## Requirement
Return the number of lines below that contain "point"; nothing else belongs in the reply.

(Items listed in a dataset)

#####

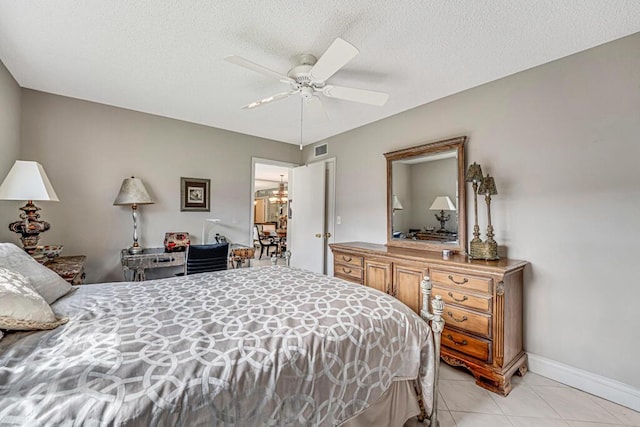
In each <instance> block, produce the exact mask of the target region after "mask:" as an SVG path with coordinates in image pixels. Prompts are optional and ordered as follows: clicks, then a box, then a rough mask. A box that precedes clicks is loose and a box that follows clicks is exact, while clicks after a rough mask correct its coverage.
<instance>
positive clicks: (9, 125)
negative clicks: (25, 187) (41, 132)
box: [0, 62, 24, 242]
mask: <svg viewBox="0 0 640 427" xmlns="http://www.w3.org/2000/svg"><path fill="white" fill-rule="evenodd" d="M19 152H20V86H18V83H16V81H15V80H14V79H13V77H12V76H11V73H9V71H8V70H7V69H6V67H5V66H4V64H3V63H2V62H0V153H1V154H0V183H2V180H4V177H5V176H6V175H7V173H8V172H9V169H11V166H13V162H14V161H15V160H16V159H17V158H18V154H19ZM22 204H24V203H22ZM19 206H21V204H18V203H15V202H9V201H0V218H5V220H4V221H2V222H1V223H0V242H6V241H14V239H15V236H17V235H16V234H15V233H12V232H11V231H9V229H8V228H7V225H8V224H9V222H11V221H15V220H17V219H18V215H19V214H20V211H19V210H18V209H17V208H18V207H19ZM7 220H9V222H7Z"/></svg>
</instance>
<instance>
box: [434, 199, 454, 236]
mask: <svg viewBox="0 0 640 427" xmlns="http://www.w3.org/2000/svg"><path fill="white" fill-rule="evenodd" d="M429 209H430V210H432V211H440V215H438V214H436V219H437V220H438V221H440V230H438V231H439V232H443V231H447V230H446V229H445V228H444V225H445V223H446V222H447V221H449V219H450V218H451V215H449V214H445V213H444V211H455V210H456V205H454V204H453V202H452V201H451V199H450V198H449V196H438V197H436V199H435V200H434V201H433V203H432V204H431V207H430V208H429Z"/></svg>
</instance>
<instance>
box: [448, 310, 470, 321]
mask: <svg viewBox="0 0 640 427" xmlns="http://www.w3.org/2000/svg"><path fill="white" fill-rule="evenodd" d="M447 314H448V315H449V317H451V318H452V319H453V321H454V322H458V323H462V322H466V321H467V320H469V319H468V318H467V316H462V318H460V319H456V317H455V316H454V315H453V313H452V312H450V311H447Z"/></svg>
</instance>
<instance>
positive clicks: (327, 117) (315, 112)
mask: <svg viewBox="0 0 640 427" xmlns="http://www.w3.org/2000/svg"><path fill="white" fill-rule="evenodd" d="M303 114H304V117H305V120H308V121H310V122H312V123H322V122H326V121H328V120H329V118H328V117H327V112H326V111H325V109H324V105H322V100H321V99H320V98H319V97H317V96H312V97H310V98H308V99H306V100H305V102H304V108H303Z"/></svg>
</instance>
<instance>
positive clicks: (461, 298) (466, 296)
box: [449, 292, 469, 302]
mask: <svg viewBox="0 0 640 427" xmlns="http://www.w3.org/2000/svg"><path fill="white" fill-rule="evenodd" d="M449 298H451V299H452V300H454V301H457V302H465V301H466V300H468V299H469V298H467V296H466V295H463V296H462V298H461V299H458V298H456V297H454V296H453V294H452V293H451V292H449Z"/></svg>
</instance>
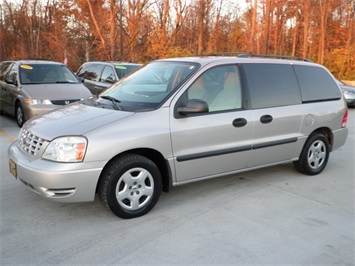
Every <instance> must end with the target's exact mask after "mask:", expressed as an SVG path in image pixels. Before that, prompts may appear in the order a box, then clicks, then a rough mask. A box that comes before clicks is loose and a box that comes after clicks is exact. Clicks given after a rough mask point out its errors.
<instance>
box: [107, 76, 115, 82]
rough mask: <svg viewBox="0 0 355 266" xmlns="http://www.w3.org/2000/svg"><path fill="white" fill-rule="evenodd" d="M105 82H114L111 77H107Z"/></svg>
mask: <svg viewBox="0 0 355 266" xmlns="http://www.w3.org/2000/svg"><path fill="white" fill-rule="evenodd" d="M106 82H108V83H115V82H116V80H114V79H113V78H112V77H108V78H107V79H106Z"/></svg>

#####

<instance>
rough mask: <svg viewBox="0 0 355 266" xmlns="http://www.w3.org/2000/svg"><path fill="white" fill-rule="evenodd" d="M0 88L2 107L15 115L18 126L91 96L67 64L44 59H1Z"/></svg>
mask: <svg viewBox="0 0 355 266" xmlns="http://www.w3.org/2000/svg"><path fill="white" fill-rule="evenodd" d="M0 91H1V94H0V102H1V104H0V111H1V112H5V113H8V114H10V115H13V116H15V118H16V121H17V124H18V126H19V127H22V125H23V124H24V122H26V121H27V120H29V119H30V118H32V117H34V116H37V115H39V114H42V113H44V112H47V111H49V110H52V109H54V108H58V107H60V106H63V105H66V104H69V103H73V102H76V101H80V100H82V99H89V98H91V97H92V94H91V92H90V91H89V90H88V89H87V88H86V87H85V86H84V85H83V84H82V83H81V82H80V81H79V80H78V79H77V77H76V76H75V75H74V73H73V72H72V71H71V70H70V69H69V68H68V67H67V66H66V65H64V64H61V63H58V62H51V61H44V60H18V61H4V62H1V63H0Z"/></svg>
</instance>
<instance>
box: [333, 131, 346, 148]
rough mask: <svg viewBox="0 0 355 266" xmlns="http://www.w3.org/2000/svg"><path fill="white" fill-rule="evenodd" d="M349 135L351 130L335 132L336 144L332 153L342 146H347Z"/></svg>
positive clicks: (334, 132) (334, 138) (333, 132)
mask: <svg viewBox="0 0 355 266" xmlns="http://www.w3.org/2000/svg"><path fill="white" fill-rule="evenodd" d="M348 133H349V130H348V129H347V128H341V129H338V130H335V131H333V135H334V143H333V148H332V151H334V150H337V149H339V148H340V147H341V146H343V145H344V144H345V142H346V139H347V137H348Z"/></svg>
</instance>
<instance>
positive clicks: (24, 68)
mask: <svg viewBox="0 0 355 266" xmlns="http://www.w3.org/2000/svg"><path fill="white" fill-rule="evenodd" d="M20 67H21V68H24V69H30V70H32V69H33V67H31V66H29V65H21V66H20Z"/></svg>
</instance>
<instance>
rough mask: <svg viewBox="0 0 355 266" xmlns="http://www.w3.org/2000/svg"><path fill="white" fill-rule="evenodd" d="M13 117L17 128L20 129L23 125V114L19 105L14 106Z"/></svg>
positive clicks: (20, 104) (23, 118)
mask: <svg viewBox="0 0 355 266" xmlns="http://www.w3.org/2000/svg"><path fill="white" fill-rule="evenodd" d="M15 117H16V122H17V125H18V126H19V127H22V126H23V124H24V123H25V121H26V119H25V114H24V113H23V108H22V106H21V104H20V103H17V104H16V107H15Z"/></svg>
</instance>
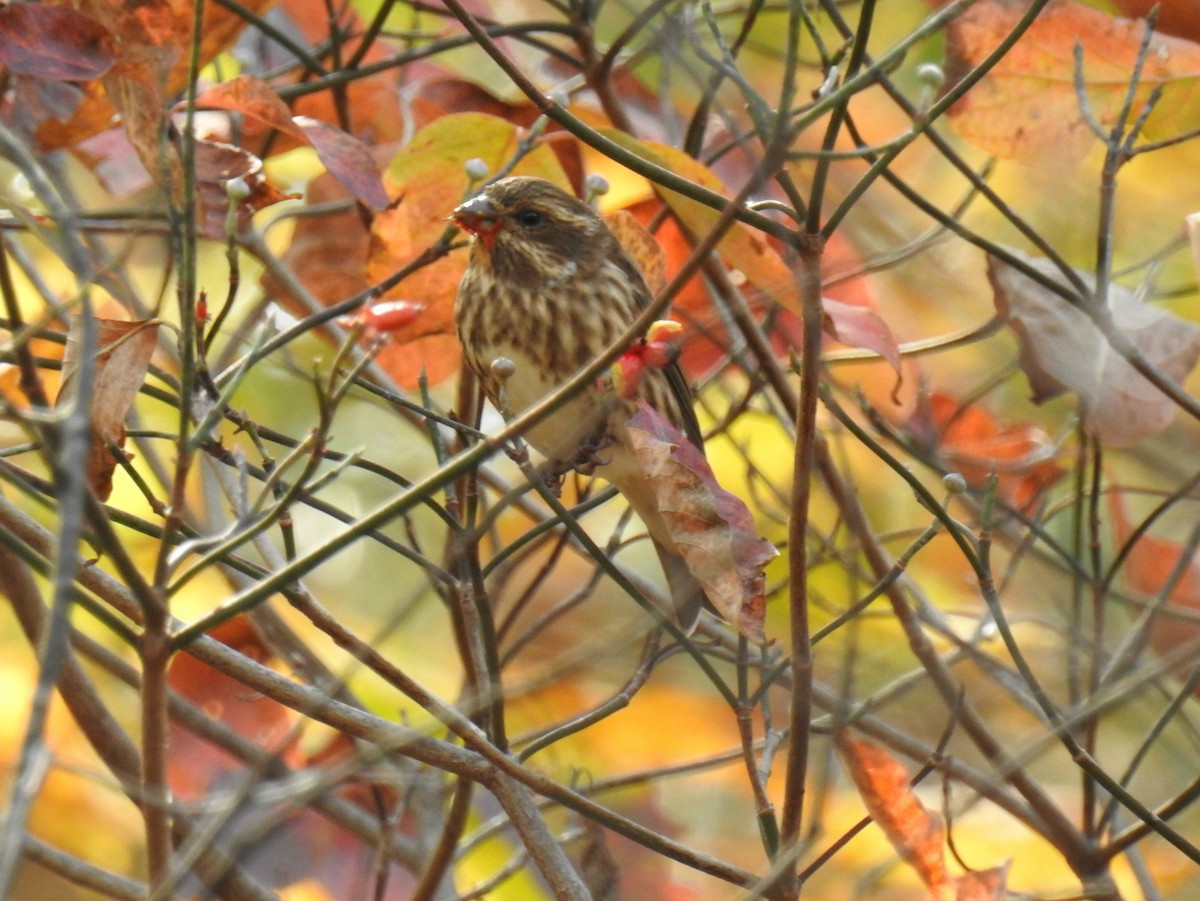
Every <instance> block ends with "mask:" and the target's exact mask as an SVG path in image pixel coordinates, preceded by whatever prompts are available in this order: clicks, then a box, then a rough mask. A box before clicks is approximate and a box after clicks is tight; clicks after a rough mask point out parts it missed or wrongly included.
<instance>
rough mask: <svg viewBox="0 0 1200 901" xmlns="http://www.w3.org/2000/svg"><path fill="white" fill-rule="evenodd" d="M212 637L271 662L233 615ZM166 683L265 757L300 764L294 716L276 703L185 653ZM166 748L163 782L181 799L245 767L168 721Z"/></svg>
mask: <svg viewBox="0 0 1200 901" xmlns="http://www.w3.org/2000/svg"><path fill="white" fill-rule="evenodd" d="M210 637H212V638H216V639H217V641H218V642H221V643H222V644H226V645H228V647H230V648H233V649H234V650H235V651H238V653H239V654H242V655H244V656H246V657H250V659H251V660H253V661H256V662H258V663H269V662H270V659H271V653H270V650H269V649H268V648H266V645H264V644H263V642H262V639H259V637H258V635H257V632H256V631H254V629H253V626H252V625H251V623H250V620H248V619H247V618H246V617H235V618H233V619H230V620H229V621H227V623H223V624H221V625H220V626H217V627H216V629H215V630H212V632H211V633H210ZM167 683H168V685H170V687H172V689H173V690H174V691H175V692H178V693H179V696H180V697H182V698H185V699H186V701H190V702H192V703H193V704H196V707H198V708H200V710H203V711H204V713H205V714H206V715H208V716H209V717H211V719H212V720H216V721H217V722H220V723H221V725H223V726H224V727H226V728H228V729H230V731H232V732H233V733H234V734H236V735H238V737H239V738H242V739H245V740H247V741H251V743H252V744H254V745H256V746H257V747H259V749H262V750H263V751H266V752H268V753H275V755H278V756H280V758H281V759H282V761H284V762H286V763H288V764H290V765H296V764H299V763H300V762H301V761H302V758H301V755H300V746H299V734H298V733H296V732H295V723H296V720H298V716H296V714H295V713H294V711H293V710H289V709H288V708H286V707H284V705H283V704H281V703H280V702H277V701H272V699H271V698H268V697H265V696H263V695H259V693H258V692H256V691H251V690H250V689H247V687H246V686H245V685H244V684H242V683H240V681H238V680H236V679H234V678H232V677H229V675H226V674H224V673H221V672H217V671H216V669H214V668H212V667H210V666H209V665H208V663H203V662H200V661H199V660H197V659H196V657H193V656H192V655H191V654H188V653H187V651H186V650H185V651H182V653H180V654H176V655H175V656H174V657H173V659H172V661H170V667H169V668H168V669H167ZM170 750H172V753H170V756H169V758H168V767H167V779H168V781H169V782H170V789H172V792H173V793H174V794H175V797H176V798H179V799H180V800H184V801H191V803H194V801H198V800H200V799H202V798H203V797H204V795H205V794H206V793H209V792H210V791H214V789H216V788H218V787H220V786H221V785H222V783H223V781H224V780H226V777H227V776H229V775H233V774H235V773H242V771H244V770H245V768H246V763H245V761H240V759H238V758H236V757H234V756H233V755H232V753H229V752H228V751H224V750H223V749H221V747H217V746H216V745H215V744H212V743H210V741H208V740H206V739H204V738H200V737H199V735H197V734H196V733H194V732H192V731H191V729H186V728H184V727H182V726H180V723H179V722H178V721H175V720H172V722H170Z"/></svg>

#####

## Written answer
2